▶ _AIM_
List each line in the material that contains the string "hillside". Case counts, so uppercase and lowercase letters do not match each other.

--- START OF MATERIAL TO PROCESS ---

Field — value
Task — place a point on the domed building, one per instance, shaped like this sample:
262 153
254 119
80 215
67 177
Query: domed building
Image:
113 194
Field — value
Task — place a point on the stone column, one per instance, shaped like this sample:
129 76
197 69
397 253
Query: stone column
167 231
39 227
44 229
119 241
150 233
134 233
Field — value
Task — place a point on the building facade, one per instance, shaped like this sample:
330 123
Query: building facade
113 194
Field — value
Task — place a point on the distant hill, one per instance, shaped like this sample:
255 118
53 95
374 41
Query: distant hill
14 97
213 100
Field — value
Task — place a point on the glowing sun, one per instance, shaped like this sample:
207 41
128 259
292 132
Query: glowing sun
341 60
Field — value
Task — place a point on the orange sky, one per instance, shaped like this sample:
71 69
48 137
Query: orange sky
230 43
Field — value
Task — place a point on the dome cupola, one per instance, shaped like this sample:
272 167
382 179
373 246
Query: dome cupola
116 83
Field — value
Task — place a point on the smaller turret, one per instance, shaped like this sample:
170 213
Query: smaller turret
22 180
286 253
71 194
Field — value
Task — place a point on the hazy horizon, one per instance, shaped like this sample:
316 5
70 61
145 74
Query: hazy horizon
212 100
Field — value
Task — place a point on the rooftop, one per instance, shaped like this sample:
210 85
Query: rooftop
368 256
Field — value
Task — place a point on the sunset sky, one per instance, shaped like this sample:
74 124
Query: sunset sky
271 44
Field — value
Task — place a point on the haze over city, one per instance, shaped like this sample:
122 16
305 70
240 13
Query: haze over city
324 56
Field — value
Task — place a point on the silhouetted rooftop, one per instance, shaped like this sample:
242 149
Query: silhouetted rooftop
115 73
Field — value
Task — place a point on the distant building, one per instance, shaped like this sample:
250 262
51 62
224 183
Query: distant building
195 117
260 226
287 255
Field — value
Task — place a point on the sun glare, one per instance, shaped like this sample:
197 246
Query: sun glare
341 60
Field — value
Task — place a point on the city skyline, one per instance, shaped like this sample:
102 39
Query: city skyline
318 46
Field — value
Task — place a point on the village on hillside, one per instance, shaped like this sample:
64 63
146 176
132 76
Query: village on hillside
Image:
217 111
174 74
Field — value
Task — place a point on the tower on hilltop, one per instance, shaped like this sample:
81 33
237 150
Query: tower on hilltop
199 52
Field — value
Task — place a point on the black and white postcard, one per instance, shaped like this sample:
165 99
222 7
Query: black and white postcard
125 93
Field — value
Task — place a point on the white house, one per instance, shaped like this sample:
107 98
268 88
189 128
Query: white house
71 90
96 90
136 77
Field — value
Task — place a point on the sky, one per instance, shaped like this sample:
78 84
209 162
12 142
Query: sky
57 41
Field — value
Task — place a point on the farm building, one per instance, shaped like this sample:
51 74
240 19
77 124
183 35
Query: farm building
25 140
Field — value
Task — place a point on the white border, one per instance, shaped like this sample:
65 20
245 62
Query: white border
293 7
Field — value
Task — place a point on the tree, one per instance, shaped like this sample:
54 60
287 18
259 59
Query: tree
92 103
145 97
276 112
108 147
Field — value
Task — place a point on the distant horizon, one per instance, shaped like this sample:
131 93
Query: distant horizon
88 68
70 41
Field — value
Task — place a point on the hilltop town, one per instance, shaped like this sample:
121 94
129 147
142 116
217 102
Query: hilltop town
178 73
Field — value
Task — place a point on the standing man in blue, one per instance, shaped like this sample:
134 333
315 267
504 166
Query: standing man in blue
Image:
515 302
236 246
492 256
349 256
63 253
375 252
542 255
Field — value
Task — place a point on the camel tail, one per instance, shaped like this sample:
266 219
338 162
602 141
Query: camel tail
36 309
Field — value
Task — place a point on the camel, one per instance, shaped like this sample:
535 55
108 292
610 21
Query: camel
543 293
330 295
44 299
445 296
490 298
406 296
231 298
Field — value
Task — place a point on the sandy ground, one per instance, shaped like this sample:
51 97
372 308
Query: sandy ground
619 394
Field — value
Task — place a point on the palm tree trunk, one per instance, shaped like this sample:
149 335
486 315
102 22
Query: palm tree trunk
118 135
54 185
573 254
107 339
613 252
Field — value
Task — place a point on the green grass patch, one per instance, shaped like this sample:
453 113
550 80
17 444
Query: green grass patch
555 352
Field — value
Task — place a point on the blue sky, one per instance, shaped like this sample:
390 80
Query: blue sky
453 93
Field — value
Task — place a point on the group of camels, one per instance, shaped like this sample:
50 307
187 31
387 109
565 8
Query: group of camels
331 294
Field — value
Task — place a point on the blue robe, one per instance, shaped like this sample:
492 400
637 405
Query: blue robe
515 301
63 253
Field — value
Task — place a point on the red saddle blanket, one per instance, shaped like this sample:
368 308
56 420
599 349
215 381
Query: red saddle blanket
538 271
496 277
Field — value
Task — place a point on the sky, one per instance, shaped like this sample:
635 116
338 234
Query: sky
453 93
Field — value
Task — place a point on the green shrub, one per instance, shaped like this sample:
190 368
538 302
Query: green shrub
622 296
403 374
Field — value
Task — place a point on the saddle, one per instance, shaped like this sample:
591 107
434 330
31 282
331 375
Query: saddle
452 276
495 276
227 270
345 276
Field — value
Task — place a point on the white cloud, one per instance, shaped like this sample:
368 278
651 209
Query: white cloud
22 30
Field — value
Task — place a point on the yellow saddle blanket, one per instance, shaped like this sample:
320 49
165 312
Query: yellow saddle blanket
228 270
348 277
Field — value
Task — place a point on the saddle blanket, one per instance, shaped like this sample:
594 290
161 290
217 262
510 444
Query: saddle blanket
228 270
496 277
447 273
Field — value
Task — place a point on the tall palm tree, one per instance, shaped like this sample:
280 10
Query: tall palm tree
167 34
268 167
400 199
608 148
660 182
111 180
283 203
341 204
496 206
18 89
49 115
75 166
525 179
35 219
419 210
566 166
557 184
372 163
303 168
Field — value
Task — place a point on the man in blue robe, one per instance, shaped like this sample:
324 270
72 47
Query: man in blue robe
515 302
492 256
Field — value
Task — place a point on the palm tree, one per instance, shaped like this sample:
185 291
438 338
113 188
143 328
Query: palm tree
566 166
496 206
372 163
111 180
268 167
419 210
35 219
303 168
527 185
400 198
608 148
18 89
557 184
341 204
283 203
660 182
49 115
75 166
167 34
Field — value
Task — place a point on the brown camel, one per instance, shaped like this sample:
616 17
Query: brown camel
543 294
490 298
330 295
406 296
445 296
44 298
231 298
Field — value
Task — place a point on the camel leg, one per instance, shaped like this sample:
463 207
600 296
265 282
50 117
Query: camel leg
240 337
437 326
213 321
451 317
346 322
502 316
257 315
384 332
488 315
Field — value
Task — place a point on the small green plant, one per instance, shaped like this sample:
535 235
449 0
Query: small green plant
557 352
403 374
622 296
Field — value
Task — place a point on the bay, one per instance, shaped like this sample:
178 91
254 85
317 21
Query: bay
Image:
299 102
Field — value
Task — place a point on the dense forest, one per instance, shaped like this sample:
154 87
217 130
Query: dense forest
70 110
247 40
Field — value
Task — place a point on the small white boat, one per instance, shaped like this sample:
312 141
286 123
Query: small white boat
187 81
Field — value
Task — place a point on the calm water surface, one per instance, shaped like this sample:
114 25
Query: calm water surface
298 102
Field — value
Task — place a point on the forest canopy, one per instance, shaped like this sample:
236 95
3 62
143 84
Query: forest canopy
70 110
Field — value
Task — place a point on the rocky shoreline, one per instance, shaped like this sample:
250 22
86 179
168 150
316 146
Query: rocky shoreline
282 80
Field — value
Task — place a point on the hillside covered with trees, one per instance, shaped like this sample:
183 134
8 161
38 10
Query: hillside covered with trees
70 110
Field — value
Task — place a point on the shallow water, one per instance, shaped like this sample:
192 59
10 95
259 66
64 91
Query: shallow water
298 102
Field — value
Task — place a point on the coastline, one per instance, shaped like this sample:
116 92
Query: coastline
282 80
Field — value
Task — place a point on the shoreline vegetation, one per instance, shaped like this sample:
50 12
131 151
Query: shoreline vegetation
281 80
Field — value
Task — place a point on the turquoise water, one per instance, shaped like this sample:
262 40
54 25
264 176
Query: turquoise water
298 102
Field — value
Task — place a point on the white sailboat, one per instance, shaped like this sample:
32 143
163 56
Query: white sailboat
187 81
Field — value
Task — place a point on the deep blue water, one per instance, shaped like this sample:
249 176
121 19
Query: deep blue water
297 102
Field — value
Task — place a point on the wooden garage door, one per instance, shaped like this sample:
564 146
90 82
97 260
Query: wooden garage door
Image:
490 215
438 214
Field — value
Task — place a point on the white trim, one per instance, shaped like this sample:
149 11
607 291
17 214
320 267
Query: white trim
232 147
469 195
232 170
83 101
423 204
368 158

--- END OF MATERIAL TO PROCESS ---

▶ _WRITTEN ANSWER_
Task — place a point on the village on hillside, one per instance, shaped like this sample:
Query: village on hillside
Task — place a point on the hillside covered with trees, one per instance, shaped like this sample:
Query: hillside covered with trees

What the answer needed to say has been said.